Copy out each line below that contains the word "conical".

---------- TASK INPUT ----------

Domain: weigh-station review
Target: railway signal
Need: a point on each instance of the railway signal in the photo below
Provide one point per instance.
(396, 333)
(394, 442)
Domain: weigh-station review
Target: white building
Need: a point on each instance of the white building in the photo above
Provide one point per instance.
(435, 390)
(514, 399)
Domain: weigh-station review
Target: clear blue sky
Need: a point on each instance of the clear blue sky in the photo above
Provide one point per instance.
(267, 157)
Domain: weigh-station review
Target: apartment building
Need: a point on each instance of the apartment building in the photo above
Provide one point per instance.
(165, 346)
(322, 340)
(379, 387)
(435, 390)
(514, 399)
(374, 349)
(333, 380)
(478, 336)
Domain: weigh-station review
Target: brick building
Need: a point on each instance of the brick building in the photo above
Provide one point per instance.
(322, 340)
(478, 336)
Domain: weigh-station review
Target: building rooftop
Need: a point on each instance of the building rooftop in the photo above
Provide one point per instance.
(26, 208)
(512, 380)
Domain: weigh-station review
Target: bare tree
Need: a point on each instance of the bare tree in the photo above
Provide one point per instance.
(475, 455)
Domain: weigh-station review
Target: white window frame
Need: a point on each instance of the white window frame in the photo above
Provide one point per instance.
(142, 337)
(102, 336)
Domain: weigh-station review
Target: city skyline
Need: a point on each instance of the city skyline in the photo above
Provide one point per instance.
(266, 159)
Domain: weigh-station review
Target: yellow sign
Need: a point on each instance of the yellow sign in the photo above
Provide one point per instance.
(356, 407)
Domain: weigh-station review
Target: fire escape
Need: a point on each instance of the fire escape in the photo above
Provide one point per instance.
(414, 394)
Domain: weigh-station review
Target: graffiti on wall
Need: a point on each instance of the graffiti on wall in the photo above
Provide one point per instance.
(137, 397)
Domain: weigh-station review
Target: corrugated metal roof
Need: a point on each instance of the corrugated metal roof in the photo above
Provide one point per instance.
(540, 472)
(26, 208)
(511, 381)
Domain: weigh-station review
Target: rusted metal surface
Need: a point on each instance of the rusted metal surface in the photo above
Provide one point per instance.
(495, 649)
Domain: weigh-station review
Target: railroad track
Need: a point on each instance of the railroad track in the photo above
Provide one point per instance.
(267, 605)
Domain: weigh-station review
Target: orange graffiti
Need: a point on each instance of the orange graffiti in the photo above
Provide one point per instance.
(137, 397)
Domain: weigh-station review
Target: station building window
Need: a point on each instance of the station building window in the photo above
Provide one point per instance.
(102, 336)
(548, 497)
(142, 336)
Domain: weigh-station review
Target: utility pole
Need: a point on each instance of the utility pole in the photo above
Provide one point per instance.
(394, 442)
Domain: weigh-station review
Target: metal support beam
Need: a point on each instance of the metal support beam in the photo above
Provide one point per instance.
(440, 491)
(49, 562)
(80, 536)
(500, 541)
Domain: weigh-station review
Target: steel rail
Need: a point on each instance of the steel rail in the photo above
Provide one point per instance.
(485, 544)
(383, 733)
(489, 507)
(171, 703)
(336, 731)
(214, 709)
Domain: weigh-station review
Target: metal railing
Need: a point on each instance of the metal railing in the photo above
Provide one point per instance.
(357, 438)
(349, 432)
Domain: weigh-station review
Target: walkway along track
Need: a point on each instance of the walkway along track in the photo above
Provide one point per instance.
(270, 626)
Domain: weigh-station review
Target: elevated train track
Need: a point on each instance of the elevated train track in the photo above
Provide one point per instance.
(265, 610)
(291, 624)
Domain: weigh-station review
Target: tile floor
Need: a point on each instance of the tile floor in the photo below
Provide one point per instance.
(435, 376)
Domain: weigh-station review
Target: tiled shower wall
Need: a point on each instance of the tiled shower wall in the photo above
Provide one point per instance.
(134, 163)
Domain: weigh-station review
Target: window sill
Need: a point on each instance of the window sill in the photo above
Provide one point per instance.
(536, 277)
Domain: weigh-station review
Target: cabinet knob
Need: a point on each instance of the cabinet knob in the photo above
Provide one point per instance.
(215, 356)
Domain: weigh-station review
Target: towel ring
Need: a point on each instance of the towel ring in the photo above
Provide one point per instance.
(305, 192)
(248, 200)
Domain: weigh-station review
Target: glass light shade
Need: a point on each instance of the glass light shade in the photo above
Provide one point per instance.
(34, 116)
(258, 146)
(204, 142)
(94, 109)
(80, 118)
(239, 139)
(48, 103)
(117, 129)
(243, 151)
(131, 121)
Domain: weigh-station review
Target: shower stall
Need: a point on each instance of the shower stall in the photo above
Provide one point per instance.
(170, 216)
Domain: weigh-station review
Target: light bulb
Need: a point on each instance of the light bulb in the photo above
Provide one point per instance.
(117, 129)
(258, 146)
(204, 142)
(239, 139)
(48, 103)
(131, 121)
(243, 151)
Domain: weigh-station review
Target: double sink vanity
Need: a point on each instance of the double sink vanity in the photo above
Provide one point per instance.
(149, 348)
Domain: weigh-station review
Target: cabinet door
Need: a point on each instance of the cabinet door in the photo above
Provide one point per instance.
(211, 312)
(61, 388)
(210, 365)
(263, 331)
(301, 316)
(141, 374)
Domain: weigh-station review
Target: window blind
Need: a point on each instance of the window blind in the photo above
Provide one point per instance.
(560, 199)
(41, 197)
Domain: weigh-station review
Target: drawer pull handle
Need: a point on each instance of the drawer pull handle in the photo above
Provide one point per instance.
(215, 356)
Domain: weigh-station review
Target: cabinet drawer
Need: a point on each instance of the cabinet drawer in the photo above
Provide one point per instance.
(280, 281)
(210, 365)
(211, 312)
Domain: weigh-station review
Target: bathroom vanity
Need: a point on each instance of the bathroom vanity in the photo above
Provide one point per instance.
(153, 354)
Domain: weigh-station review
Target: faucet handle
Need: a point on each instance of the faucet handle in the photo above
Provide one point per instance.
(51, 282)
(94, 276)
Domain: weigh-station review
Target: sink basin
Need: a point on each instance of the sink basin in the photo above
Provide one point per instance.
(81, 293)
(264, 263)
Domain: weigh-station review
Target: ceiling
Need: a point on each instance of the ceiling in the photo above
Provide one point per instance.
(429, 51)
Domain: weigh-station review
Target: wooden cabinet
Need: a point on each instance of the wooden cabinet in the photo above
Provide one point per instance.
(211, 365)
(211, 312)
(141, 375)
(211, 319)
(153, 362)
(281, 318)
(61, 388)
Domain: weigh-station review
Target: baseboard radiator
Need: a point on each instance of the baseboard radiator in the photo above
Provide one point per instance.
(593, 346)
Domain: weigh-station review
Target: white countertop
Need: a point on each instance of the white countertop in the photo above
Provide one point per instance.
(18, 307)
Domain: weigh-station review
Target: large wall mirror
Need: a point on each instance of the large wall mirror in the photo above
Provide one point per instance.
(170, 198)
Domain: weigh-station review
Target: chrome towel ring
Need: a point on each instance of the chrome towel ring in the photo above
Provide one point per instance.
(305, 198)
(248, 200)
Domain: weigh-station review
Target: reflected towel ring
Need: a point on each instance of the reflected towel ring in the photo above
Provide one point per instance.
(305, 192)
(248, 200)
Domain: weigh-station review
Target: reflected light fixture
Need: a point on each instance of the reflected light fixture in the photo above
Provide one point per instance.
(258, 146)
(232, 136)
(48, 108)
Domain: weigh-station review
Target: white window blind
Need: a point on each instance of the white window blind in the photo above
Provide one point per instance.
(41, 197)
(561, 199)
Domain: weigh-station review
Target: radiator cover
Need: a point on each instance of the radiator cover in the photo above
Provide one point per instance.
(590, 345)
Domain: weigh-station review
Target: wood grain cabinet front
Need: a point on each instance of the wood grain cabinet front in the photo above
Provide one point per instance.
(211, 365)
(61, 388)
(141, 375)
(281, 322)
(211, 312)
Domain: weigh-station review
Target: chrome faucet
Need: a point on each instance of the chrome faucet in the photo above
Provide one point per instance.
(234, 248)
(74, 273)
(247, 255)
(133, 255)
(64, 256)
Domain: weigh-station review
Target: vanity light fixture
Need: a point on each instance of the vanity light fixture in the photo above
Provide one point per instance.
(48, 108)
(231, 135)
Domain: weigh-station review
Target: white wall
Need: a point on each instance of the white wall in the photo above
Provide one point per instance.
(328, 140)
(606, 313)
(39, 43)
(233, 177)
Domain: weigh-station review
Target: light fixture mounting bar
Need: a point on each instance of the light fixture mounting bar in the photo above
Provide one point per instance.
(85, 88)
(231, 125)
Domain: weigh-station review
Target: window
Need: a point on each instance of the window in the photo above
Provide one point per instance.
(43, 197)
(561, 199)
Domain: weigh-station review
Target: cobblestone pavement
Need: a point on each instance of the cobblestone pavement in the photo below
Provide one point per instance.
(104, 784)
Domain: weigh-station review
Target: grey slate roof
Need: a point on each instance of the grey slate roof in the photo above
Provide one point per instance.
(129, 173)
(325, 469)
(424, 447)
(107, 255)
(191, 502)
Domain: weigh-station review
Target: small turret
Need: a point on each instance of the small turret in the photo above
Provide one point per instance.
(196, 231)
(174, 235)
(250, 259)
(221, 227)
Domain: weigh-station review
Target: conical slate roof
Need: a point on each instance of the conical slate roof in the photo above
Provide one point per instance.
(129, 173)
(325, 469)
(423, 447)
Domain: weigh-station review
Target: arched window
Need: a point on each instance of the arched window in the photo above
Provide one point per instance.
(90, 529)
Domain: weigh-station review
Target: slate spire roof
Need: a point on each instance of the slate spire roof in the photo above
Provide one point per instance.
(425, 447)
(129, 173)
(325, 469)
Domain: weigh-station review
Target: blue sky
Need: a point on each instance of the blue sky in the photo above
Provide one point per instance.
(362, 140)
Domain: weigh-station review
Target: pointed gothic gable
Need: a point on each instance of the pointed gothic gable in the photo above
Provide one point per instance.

----------

> OUTPUT OF THE TASK:
Target: conical slate roof
Need: a point on each instance of the conical slate roof in the photo above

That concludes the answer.